Problem
Your answer should be the full set of entries, given again without alteration.

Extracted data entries
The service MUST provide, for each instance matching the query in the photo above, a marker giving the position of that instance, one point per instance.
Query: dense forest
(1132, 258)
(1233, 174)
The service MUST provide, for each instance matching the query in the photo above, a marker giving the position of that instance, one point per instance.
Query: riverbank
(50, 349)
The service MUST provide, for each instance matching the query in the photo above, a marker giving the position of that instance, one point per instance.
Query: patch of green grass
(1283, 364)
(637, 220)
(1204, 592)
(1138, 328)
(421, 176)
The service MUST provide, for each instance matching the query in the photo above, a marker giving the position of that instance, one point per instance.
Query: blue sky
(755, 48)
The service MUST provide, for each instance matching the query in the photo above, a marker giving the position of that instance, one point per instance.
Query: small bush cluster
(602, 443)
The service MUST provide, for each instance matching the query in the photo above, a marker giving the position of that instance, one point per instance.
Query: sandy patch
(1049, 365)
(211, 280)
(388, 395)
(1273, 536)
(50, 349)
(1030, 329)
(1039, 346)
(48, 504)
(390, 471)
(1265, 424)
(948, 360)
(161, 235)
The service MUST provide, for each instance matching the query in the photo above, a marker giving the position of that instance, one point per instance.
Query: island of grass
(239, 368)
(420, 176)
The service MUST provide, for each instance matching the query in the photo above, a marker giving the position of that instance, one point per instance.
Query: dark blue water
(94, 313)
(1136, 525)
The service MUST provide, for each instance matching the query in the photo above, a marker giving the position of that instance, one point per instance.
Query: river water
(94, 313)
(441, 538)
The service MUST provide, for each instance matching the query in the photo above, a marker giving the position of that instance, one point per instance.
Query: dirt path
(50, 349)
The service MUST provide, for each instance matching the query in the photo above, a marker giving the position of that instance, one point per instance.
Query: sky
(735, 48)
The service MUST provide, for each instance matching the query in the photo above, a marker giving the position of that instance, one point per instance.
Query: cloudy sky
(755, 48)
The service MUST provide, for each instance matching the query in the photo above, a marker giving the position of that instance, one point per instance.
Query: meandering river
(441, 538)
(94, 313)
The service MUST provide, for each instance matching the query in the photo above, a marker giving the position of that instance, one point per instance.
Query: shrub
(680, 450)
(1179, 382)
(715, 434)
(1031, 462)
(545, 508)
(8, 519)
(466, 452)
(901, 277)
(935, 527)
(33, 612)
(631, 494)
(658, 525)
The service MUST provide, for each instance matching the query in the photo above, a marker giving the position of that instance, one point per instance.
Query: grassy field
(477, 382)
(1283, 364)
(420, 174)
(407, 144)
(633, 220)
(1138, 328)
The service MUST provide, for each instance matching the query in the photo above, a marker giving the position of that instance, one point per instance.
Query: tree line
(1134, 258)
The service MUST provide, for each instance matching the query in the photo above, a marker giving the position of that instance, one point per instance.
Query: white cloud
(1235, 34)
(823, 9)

Solved problem
The service MUST provide, for each instance matching the query in the photo above, a marker giving the position of that instance, one point per instance.
Query: dense forest
(1132, 258)
(1233, 174)
The service MUST provide, for each instance matching the query in the photo above, a marker giving the position of that instance, one point per instance.
Query: riverbank
(50, 349)
The service MUST provide, for each instance matching the query in the photo above, a marker giving the position of that instance, one point per instance.
Query: patch of green grass
(1283, 364)
(637, 220)
(1204, 592)
(1138, 328)
(421, 176)
The service MUST provide, for each instance matching the query in the photo above, a marker giving the position of that instance, one point per instance.
Query: blue sky
(755, 48)
The service MUST provide, for each instance matching the query in the photo above, a marker giving the position of that instance, one point per instance.
Query: small bush cluster
(602, 443)
The service MUST provide, for each instance matching the query in the photo above, a marker giving the position of that instance, one point per instance.
Query: sandy patch
(1049, 365)
(211, 280)
(388, 395)
(1273, 536)
(50, 349)
(1030, 329)
(1039, 346)
(48, 504)
(390, 471)
(1265, 424)
(948, 360)
(161, 235)
The service MUST provide, for each instance matching the query in the photo above, a marker giving the position of that instance, one point per instance.
Query: island of grass
(239, 368)
(420, 176)
The service MUST provide, for each instance matching the query in the photo above, a marker giving the position of that instance, one point per instance.
Query: dark blue water
(94, 313)
(1136, 525)
The service MUST provide, for each instance matching the query in the photo above, a marker giving the position of that instance, one point per instance.
Query: river water
(94, 313)
(441, 538)
The service MUST provide, for each instance matching the query in the photo above, a marker giving the position of that instance, one point per instance.
Query: dirt path
(50, 349)
The service MUST provide, for each instance matching the query in the photo above, a marker giving the position of that instance, one point per instance.
Query: sky
(735, 48)
The service MUST provide, for each instance matching the query in the photo above, a marker giving the position of that instance, one point per instance.
Query: cloudy sky
(755, 48)
The service MUST provide, for each instance matching the query in the photo above, a marker giving the position of that instance, one point per instance.
Query: meandering river
(441, 538)
(94, 313)
The service MUST provide, for each instance matching the query in the photo above, a marker giving the position of that instance, one point per instance.
Query: shrub
(680, 450)
(1179, 382)
(715, 434)
(1031, 462)
(545, 508)
(8, 519)
(466, 452)
(901, 277)
(935, 527)
(33, 612)
(631, 494)
(658, 525)
The service MUST provide, for each instance matching the query in the photo above, a marker giving the position of that instance, one point per instance.
Query: grassy field
(477, 382)
(1283, 364)
(420, 174)
(407, 144)
(633, 220)
(1138, 328)
The service MUST provide, for each instance matching the query in the photo above, a marker giving the position of that instance, one point per instance.
Query: tree line
(1134, 258)
The service MUST provide, for each instance matching the query in the photo above, a marker giving the position of that instance, one point per instance.
Query: white cloud
(1235, 34)
(823, 9)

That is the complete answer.